=== Records for the exercise ===
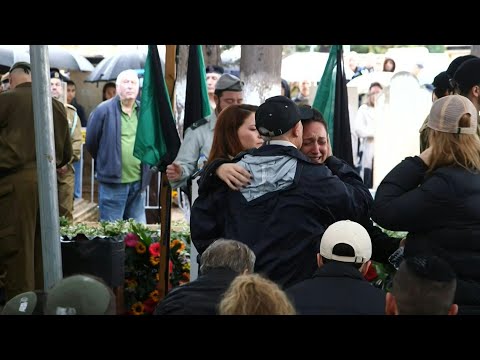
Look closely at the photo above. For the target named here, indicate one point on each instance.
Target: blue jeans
(122, 202)
(77, 193)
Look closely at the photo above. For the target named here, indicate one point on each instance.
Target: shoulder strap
(74, 124)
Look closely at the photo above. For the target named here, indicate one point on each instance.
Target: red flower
(371, 273)
(131, 239)
(154, 249)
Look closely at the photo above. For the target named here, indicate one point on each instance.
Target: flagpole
(165, 188)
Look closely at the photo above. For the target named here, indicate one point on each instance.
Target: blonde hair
(455, 149)
(252, 294)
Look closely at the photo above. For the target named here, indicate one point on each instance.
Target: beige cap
(5, 77)
(350, 233)
(447, 111)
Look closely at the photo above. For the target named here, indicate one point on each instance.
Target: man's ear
(365, 266)
(453, 310)
(390, 304)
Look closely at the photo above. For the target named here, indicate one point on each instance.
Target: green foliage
(142, 258)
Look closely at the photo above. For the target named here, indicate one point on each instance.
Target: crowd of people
(282, 225)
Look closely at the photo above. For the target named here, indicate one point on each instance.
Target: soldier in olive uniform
(198, 138)
(21, 267)
(66, 174)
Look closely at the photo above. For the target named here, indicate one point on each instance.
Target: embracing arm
(207, 220)
(186, 159)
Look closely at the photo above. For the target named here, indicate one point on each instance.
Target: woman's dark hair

=== What the task asks ===
Leave out all images, then reproduce the entries above exactly.

=== Worked solution ===
Look closely at the photo above. For the target named here, indicate one point on each instance.
Target: blue jeans
(122, 202)
(77, 193)
Look closely at the photo above. For the target named here, indicate one point on each instance.
Target: shoulder strap
(74, 124)
Look closely at the photo above. For the target named here, indicate one point on each instance.
Target: red flower
(371, 273)
(131, 239)
(154, 249)
Look closely at the photo above. For the target named here, indicate one point on each instance.
Target: flagpole
(165, 188)
Look closely at the photo above. For the target named here, indicate one point on each instance.
Target: blonde hair
(455, 149)
(252, 294)
Look closely at the photo above. For the target named here, indicate one point on each instance.
Target: beige cap
(5, 77)
(350, 233)
(447, 111)
Look closely at the photo above. For the target named here, indicate one point on each instance.
Target: man's ear
(365, 266)
(453, 310)
(390, 304)
Look closely at the photo above. For the target named here, indicate one point on each instance.
Target: green foliage
(142, 258)
Look closely at the photo above. For the target named here, indicate one point on each instance.
Target: crowd of people
(282, 225)
Look closely at the photo above. For the target named here, indicate one point on each instance.
Target: soldier in olive uniform
(198, 138)
(21, 267)
(66, 174)
Look closely at the photo above. For the target named here, indicate one point on each instance.
Target: embracing arm
(207, 220)
(186, 159)
Look closely at the photo above. For the target named here, indicate one point on each instance.
Target: woman's dark hair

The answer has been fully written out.